(Data items)
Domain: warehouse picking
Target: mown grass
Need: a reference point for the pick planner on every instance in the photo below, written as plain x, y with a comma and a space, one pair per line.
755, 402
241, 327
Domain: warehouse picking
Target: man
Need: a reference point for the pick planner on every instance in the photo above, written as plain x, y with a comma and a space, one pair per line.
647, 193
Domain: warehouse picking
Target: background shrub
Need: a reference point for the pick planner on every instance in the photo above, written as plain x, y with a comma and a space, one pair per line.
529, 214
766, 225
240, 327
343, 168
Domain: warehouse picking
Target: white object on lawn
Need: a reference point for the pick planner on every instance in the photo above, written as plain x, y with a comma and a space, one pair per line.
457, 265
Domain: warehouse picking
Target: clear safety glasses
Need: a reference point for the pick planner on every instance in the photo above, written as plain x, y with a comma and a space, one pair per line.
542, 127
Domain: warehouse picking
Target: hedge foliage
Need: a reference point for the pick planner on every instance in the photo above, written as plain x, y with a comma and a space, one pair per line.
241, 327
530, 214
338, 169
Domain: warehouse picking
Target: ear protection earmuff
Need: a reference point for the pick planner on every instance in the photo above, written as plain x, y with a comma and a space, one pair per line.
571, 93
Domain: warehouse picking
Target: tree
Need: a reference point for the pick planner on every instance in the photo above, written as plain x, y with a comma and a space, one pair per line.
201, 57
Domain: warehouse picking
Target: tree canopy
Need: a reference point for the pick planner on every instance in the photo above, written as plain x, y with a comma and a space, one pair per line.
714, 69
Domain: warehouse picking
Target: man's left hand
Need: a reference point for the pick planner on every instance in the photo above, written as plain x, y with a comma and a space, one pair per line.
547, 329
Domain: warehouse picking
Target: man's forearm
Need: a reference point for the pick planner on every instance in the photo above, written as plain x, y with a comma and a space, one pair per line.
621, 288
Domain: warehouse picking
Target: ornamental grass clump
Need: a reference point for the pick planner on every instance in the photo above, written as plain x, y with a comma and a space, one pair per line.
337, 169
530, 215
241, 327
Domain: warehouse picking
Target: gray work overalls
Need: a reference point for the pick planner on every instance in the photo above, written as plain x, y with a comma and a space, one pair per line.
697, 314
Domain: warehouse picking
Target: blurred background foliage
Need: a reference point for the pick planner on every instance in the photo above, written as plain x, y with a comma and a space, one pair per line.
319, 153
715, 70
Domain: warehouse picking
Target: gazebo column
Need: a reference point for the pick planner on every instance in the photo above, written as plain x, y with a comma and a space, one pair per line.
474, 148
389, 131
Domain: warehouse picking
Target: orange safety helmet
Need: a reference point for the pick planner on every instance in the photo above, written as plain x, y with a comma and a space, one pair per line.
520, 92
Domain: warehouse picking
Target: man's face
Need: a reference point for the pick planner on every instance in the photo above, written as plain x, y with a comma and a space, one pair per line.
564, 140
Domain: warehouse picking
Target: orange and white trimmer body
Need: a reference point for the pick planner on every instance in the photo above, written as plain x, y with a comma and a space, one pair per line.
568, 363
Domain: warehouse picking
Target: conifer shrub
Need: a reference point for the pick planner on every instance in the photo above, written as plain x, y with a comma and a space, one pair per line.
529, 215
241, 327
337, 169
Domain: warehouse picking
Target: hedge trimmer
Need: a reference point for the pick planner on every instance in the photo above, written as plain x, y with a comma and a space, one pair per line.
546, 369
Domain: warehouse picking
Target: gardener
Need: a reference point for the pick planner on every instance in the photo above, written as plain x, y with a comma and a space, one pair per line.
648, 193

● Task goal
Count the lines in the items above that contain the word "safety" and give only the number.

● Complete output
2